What the exercise asks: Extract all of the data and reproduce it precisely.

Stored items from a collection
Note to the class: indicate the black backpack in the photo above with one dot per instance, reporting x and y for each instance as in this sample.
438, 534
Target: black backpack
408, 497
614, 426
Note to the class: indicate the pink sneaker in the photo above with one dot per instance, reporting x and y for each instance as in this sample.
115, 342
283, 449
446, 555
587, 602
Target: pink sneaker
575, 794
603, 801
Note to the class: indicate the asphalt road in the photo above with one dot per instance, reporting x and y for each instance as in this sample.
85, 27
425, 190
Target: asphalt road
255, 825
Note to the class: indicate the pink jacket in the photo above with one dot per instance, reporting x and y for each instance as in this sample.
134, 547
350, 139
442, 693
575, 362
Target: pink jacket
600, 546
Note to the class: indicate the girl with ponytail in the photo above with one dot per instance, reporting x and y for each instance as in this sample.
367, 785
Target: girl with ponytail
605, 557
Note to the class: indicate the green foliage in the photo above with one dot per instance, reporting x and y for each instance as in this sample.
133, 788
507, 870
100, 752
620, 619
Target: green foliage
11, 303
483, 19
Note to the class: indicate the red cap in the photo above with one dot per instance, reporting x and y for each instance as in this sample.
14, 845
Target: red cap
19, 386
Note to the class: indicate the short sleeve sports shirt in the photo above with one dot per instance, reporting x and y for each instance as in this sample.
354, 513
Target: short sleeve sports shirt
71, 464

Task result:
Note to the class: indicate the black backpack in the photo above with one dot per instance, reporting x and y for each instance as in this sample.
438, 534
Target: black backpack
408, 497
614, 426
Note to the class: indicate the pink sneaker in the photo above with one dot per instance, reporting x and y for each instance as in this sample.
115, 342
283, 449
446, 555
587, 602
Target: pink sneaker
575, 794
603, 801
Note to the class: indicate the asphalt road in the photo above with one dot per instance, reporting x and y for each instance as in this sample.
85, 27
425, 190
Target: asphalt road
255, 825
Note to the class: indicate the pink jacket in the photo above with one dot per instance, reporting x and y for each instance as in this sample.
134, 547
350, 139
442, 693
575, 362
Target: pink jacket
600, 546
Note to the class: indicate the girl with ponytail in the photo above with one dot per instance, reporting x and y for each instance as in this sample.
367, 785
Target: girl with ponytail
605, 557
Note to the class: indicate the green foliage in the photo above with one dot per instance, reporting x and y for each instance as in this sample.
133, 788
507, 870
100, 752
620, 619
Target: green foliage
11, 303
483, 19
Note to the class: indicate the red cap in the photo above with one dot per instance, reporting x and y for each instance as in this sample.
14, 845
Target: red cap
19, 386
Note to the class: indicate the short sleeve sports shirt in the photo above with one dot per instance, reporting x and y for each instance as in this sample.
354, 513
Target: short sleeve sports shirt
71, 464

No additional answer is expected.